Quoted passage:
========================================
Initially, notice the first line:

"She sat at the window watching the evening invade the avenue."

Notice that Joyce immediately sets Eveline up as a watcher, someone who observes life but does not necessarily take part in it. This will become crucial. Notice too that the evening is said to "invade" the avenue. The sense of oppression is one picked up on by Eveline - from both her family (specifically her father) and her lover.

Consider the second paragraph. It is not about Eveline. She has not yet been introduced properly. She is put in the context of a family environment which has now decayed - and no longer exists in the sense she imagines it. She is portrayed in terms of her past and of what is gone:

"Still they seemed to have been rather happy then. Her father was not so bad then; and besides, her mother was alive. That was a long time ago; she and her brothers and sisters were all grown up; her mother was dead. Tizzie Dunn was dead, too, and the Waters had gone back to England. Everything changes. Now she was going to go away like the others, to leave her home."

We are told that "Everything changes" but we also know from the conclusion that here it appears that nothing does. This is Eveline thinking, not Joyce describing (unless it is ironic, which is always possible). She is determined that everything must change and from this moment it begins to creep up on her: does everything have to change? Eveline is therefore shown as resolute and determined to leave "like the others". The sense is that she is the last remaining.
========================================
Data records:
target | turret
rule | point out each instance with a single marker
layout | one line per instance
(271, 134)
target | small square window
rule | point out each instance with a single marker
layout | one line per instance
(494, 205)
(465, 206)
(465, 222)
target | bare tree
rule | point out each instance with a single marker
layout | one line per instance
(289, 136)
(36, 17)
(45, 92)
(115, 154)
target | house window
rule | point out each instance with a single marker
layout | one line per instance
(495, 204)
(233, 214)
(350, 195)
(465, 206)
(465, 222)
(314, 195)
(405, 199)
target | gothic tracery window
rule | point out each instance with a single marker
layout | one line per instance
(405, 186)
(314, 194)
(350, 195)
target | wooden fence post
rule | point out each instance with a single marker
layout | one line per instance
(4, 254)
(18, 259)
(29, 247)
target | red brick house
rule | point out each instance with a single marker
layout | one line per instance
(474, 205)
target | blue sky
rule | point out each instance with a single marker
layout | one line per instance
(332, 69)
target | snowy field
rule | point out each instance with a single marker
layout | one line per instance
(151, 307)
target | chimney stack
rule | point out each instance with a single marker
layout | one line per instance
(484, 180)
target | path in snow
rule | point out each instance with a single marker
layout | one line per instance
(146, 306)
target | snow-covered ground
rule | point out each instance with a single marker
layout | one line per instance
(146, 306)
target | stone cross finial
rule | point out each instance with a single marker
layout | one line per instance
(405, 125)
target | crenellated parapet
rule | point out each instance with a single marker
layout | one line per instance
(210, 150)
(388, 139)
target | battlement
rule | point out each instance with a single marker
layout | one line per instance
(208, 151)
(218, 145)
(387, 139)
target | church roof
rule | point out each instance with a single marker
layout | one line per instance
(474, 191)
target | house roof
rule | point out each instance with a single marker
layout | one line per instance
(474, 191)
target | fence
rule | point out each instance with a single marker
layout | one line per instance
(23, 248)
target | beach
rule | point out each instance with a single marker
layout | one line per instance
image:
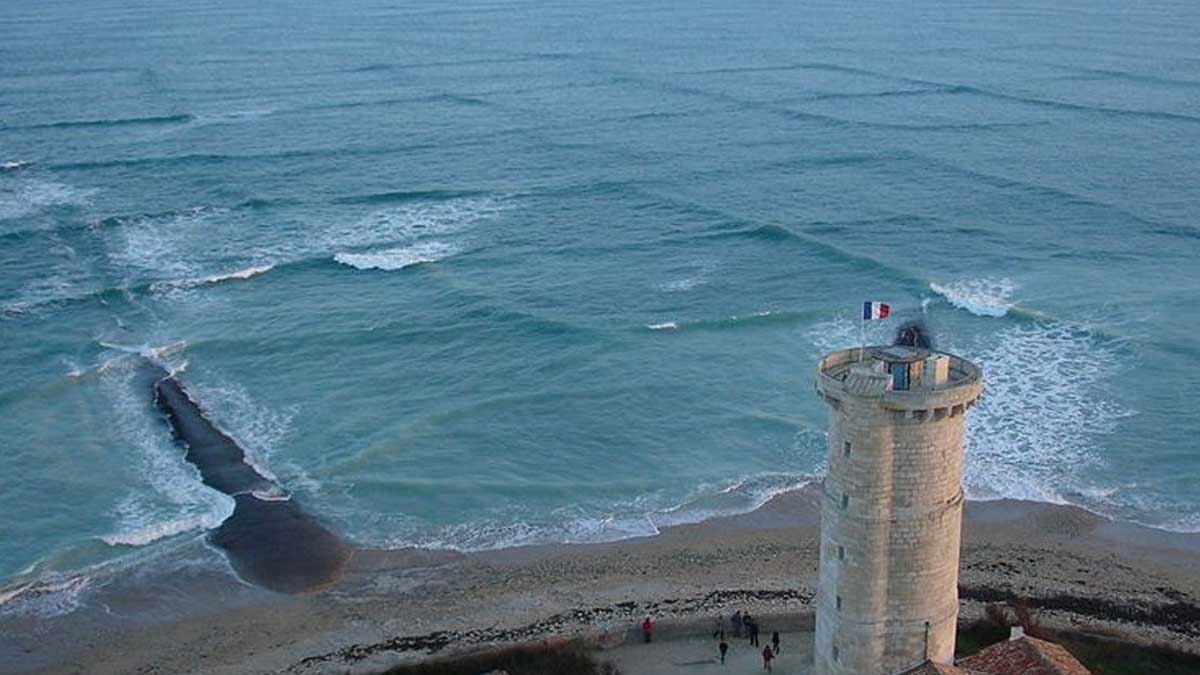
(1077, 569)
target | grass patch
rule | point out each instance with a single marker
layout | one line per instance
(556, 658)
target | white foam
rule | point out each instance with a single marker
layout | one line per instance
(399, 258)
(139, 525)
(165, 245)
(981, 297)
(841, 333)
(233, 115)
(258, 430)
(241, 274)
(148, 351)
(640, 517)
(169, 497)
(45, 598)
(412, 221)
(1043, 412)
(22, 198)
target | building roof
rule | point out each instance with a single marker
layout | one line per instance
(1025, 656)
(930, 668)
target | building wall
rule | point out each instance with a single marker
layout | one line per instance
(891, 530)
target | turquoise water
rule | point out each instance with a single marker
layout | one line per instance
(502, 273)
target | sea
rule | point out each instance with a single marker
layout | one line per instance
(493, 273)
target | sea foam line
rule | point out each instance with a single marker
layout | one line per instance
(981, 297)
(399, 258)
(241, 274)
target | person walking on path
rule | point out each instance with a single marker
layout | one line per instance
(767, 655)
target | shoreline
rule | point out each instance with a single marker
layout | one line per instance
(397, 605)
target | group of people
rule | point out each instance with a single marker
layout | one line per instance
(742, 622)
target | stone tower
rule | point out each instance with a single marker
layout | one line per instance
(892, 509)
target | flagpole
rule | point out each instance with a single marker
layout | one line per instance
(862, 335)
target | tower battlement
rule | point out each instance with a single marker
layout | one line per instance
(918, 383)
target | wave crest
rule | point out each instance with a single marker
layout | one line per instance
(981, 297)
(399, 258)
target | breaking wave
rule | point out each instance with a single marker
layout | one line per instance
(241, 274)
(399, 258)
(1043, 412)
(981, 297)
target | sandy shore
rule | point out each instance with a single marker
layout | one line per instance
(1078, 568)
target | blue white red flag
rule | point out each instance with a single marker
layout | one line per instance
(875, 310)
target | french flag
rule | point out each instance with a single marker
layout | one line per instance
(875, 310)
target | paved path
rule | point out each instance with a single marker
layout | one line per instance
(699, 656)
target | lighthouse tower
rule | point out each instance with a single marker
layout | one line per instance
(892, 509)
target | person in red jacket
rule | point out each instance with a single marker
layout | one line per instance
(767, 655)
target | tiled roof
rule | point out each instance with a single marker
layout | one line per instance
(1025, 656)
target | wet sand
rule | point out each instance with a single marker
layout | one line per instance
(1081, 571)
========================================
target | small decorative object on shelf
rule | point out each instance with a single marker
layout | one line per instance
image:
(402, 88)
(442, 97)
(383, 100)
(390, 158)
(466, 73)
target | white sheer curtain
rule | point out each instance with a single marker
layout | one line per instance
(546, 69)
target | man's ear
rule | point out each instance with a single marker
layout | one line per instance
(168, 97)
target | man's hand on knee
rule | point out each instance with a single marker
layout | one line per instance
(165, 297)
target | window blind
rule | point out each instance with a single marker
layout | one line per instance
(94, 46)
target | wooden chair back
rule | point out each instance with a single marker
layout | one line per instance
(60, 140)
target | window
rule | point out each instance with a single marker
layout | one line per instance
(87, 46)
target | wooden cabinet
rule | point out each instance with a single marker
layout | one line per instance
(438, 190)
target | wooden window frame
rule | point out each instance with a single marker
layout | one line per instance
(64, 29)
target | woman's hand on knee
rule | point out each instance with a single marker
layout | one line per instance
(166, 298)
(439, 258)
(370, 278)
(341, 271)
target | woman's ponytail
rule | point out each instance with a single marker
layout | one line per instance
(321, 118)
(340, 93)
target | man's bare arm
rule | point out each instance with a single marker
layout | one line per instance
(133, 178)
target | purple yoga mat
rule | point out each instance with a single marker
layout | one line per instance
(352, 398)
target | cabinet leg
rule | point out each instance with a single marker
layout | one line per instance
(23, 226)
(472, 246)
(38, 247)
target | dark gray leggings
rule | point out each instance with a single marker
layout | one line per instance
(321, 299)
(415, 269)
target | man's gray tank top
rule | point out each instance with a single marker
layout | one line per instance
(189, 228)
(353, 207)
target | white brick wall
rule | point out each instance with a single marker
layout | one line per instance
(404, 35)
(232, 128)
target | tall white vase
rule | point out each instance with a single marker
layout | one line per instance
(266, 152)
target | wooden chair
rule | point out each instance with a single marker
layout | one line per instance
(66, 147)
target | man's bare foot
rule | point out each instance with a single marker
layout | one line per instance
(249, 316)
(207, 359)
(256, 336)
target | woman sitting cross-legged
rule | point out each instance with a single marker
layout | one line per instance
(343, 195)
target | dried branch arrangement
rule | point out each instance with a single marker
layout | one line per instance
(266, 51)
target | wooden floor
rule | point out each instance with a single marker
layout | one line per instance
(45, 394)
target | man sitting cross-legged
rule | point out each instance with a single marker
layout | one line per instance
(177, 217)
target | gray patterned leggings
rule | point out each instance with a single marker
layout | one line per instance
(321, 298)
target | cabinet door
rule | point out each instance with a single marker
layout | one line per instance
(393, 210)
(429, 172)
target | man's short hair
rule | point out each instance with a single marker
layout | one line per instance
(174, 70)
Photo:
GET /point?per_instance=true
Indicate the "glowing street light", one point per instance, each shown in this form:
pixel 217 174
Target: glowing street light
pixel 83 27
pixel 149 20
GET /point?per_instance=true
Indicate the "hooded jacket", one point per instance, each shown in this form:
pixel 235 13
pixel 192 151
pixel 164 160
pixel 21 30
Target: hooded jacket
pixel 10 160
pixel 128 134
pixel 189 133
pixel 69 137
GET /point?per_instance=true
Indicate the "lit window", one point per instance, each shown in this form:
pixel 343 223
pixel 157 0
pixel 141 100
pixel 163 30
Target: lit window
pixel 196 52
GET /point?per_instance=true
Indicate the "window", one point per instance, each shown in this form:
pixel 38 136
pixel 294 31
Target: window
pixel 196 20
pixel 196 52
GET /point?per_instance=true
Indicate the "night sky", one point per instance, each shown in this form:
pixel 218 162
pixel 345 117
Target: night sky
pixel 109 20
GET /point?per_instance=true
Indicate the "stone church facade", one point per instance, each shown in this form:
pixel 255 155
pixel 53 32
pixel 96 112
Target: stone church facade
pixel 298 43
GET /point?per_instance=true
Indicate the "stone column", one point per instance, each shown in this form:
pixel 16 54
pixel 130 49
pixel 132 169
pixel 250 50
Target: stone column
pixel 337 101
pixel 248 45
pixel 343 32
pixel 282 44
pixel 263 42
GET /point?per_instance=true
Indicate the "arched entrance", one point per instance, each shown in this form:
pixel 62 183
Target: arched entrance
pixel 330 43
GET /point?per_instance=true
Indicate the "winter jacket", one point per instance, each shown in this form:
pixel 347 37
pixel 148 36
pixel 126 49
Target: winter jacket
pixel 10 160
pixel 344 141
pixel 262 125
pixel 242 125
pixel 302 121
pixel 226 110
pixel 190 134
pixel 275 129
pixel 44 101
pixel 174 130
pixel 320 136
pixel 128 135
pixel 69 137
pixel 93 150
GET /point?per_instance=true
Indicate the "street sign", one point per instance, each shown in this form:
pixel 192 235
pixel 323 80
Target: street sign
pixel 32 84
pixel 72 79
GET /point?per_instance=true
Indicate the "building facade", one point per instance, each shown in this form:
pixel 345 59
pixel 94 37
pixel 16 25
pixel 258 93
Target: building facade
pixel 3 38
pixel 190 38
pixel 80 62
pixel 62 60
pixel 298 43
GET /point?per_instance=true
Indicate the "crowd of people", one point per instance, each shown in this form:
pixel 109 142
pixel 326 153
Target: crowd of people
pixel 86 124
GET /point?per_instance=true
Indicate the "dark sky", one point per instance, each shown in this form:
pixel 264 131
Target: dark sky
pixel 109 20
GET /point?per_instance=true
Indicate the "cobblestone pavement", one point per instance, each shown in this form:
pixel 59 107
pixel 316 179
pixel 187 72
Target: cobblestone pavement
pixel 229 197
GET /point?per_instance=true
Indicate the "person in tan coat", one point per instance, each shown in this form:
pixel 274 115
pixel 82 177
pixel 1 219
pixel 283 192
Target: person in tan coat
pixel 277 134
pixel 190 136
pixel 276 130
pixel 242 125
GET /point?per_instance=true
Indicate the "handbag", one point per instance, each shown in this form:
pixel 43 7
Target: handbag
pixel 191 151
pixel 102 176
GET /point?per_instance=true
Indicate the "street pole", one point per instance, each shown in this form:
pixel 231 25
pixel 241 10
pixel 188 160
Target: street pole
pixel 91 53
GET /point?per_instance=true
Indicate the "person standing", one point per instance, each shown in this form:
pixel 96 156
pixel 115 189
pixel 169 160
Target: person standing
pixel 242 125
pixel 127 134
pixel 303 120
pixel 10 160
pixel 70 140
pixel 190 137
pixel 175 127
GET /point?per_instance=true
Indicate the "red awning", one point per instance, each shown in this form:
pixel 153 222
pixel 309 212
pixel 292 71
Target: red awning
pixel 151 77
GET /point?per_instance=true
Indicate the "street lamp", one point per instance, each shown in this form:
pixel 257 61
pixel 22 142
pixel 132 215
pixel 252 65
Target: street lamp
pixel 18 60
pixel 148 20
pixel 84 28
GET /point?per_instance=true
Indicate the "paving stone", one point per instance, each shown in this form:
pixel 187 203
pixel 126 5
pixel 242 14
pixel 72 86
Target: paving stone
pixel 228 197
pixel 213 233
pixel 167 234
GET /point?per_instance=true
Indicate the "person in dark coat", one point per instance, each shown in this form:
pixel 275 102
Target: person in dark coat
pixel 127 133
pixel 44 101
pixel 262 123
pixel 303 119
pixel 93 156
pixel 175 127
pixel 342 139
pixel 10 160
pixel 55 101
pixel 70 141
========================================
Work to do:
- A) According to the commentary on "Eveline," how does Joyce immediately set Eveline up in the story's first line?
- B) Reproduce the commentary on "Eveline" starting with "Notice that Joyce" and going on through "and her lover.".

Full answers:
- A) As a watcher, someone who observes life but does not necessarily take part in it.

- B)
Notice that Joyce immediately sets Eveline up as a watcher, someone who observes life but does not necessarily take part in it. This will become crucial. Notice too that the evening is said to "invade" the avenue. The sense of oppression is one picked up on by Eveline - from both her family (specifically her father) and her lover.